__TASK__.
Return each line of the data below that contains the word "snow".
───── WORKING DATA ─────
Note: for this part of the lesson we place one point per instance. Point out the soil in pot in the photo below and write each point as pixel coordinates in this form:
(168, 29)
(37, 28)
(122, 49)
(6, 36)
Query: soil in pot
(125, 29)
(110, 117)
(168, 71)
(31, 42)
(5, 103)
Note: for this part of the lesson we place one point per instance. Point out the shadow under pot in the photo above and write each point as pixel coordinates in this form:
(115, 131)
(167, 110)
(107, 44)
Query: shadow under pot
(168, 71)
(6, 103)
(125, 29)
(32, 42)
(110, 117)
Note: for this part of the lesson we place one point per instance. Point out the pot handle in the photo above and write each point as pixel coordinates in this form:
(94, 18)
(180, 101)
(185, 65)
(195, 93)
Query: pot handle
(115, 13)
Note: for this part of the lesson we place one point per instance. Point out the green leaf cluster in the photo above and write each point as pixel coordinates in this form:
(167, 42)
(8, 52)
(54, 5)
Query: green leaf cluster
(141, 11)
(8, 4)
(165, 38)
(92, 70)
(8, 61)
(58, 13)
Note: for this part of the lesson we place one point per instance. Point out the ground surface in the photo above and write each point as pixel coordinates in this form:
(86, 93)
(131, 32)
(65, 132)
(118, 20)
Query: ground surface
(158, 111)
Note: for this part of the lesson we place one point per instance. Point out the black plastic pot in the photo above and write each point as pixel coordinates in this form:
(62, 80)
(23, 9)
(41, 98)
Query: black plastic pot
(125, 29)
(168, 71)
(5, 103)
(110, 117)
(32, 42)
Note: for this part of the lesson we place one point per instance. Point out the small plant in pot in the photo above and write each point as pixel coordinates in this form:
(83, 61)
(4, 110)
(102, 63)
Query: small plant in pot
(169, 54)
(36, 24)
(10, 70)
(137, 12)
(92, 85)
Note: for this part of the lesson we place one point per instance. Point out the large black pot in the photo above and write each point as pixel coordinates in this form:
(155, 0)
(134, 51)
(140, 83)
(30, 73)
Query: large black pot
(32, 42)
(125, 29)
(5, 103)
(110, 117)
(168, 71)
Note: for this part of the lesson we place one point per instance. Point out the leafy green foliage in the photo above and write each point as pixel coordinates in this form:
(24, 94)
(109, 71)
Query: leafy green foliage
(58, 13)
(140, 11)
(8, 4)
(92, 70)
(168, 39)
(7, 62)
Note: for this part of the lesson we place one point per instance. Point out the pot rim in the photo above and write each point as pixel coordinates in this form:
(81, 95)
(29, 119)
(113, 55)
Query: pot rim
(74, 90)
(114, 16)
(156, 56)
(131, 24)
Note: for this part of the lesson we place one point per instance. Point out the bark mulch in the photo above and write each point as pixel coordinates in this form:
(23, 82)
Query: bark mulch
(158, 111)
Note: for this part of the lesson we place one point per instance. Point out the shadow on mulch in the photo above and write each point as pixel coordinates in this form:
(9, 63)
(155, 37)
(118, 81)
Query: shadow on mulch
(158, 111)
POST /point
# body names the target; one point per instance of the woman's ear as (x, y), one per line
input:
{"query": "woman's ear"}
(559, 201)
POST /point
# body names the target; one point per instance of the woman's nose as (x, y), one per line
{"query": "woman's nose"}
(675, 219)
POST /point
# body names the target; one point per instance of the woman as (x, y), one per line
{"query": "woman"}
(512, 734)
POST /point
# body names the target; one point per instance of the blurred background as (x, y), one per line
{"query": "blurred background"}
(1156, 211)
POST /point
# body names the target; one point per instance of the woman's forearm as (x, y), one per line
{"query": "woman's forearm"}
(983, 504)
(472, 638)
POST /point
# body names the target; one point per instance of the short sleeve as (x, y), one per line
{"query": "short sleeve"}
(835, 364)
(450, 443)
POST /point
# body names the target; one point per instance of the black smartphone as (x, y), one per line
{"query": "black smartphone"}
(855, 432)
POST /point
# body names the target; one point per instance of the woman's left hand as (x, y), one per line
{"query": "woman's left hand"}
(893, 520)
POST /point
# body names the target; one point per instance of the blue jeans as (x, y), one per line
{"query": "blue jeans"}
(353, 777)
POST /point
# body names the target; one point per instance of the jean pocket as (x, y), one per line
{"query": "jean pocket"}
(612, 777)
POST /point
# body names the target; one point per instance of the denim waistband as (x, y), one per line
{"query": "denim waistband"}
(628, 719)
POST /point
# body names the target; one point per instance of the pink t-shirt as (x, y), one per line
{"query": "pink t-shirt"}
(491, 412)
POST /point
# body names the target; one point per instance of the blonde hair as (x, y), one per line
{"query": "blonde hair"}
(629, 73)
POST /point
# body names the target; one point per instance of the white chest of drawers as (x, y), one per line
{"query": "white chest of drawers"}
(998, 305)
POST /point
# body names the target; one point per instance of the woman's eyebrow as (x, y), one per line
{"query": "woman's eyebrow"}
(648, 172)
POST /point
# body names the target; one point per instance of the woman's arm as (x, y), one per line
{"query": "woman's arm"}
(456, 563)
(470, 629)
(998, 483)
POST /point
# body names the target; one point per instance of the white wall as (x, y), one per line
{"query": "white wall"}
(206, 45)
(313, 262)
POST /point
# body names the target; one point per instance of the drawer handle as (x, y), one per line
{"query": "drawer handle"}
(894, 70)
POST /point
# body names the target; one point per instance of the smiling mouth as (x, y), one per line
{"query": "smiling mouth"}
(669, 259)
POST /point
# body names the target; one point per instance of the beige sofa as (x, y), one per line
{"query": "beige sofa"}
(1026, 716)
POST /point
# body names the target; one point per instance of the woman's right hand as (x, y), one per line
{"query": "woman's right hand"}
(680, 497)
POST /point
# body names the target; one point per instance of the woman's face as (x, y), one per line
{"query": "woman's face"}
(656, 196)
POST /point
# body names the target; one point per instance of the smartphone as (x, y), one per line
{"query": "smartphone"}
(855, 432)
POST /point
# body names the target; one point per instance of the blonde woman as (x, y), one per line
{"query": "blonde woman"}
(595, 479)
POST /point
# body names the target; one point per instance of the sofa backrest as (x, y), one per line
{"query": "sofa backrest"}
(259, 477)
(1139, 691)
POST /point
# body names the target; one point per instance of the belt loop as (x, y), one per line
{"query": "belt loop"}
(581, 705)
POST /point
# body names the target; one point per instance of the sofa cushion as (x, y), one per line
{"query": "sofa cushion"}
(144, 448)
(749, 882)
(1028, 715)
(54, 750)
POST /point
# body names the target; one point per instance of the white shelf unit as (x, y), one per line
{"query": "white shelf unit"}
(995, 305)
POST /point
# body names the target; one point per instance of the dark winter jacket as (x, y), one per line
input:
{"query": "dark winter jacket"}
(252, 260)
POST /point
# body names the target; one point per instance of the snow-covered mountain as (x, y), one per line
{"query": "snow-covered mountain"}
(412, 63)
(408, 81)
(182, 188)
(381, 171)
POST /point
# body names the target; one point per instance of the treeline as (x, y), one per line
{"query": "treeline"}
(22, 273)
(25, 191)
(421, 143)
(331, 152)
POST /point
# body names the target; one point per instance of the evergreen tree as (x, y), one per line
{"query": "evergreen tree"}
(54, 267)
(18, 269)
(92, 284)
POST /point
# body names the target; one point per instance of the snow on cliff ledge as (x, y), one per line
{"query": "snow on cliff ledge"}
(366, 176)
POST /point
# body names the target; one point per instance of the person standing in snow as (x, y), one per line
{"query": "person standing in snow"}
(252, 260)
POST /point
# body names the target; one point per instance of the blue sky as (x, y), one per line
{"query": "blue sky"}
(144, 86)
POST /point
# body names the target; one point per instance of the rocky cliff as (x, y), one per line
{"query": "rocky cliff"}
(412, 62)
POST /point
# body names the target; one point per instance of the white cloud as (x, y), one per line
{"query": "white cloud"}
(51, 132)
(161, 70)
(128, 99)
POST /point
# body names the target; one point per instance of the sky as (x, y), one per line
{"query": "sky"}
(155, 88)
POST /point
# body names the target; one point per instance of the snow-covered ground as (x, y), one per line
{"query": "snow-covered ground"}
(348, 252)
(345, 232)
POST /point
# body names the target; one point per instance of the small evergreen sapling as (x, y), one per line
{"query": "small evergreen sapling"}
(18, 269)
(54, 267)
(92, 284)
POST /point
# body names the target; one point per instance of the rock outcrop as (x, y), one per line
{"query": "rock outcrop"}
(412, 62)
─────
__REPLY TO THE EXERCISE__.
# body names the target; one point per instance of the snow-covered mountain as (x, y), one per line
{"query": "snow-covered mountain"}
# body names the target; one point per instance of the snow on cliff ledge as (x, y), one per line
{"query": "snow on cliff ledge"}
# body names the target; one point per instance of the person standing in snow as (x, y), one per line
{"query": "person standing in snow"}
# body names the target; one point per instance of the snow-covered ground as (x, y), one per line
{"query": "snow-covered ground"}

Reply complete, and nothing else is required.